## SOURCE PASSAGE

::::

# Exercising Treaty Rights by living in Ireland



## Vaughn (Sep 29, 2012)

Hey guys,

Not sure if I'm posting this in the right place or not - feel free to move this post if I'm in the wrong place!!

So, myself and my Non-EEA husband are moving to Ireland to live and work. Am I right in thinking that when I have a job, he can then also work once his "Stamp4" is approved?

Also, if (in 6 months time) we decide to move back to the UK, he won't need a visa - just an EEA Family Permit? Then apply for a residence card?

Sorry for the questions - I'm just not sure how to go about all this! Someone should make a step-by-step guide!!

Thanks in advance for any help given - let me know if you need more details!

Siobhán


----------



## Joppa (Sep 7, 2009)

Vaughn said:


> Hey guys,
> 
> Not sure if I'm posting this in the right place or not - feel free to move this post if I'm in the wrong place!!
> 
> So, myself and my Non-EEA husband are moving to Ireland to live and work. Am I right in thinking that when I have a job, he can then also work once his "Stamp4" is approved?


Yes, called Stamp 4 EUFam. You first apply on form EU1 to the Dept of Justice and Equality, and when approved, you will be directed to collect your certificate of registration (endorsed EUFam) at nearest Garda National Immigration Bureau (GNIB). While under EU law you are allowed to work before, it's sensible to wait as you may have to show your card to potential employer.



> Also, if (in 6 months time) we decide to move back to the UK, he won't need a visa - just an EEA Family Permit? Then apply for a residence card?


Yes, provided you as EU citizen have been in work or self-employment. 



> Sorry for the questions - I'm just not sure how to go about all this! Someone should make a step-by-step guide!!


Just to point out that unless you have family or job connection, it's difficult to land a proper job (with contract, on payroll and paying tax) in Ireland as job market is dire, worse than in UK, and you shouldn't underestimate the cost and efforts required to relocate and rent a suitable place.
Remember also that if you have Irish nationality (as well as UK citizenship), you cannot use this route (Surinder Singh) since last year.


----------



## Vaughn (Sep 29, 2012)

Hey Joppa,

Thanks so much for clarifying all that for me - I think I confused myself by reading everything I could get my eyes on!

::::

## Saved entries
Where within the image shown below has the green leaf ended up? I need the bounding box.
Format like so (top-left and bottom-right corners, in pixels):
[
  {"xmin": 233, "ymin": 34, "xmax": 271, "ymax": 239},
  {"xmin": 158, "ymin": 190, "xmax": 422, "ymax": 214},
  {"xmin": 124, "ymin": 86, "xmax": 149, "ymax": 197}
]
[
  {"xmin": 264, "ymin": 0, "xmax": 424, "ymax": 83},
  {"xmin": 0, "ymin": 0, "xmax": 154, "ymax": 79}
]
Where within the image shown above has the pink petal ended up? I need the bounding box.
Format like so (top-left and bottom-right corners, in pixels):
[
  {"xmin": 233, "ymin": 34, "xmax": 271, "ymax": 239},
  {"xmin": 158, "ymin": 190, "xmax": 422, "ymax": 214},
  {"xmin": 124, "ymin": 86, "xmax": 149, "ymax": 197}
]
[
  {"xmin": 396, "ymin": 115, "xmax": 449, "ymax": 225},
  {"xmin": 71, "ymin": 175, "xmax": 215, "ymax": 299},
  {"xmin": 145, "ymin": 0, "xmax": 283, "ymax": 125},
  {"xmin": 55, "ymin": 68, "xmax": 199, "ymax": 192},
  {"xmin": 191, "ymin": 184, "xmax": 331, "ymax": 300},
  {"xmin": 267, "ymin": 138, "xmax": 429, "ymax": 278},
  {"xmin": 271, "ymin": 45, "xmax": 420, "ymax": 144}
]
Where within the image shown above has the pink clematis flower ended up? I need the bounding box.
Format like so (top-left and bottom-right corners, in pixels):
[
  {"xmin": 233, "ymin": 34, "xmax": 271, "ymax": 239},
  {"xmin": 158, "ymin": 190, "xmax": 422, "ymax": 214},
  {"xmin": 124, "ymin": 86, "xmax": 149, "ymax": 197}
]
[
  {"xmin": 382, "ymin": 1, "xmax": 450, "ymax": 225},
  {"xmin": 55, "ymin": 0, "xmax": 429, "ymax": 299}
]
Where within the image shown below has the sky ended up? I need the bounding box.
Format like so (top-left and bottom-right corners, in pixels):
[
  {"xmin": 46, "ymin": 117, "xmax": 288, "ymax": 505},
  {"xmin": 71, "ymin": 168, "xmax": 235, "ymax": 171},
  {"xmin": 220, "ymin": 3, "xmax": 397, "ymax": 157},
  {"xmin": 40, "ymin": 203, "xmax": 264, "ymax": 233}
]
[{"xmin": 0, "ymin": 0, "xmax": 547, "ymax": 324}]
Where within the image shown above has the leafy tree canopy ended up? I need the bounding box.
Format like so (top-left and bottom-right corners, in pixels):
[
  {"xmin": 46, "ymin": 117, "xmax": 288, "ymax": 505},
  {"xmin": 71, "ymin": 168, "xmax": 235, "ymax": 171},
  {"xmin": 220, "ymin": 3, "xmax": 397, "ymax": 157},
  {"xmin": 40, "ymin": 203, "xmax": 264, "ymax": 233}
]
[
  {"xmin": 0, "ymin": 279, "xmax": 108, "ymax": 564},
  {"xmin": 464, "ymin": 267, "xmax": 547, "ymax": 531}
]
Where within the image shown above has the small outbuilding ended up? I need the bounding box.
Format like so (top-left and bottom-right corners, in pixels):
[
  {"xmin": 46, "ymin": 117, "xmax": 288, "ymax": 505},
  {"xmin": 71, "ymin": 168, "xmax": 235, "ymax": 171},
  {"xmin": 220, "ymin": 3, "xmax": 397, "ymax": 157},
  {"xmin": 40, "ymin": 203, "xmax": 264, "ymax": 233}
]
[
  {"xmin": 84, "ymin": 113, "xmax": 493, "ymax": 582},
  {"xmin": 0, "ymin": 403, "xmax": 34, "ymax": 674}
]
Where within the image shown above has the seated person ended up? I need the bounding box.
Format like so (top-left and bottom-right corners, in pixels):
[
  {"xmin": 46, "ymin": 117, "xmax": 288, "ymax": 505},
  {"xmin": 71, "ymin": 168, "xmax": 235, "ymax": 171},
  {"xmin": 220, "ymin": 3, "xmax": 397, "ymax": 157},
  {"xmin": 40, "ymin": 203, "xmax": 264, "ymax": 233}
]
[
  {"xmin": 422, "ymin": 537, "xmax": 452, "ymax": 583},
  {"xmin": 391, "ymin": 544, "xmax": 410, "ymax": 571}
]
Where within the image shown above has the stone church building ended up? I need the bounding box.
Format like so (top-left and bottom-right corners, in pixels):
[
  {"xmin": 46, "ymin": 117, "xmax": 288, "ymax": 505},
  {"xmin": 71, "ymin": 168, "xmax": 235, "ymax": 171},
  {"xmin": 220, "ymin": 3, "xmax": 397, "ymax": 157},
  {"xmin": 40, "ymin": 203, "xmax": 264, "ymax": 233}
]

::::

## OBJECTIVES
a: Work out how many lines in the saved entries contain the string "within", treating uppercase and lowercase letters as different, and reply with the number alone.
b: Continue the forum thread on treaty rights in Ireland from the point where it stops.
The forum thread on treaty rights in Ireland and the saved entries are unrelated to each other.

## RESULTS BY TASK
a: 8

b:
Joppa said:


> Yes, called Stamp 4 EUFam. You first apply on form EU1 to the Dept of Justice and Equality, and when approved, you will be directed to collect your certificate of registration (endorsed EUFam) at nearest Garda National Immigration Bureau (GNIB). While under EU law you are allowed to work before, it's sensible to wait as you may have to show your card to potential employer.


So, in theory, my husband can start work straight away - providing he has his PPS number, and the employer doesnt need to see his GNIB card? I have all the forms ready to be filled in, I was just waiting until I had started a job before filling them in, as there is a section on the form for my work details.





> Yes, provided you as EU citizen have been in work or self-employment.


I'm planning on working the entire time we are there, so no worries on that  





> Just to point out that unless you have family or job connection, it's difficult to land a proper job (with contract, on payroll and paying tax) in Ireland as job market is dire, worse than in UK, and you shouldn't underestimate the cost and efforts required to relocate and rent a suitable place.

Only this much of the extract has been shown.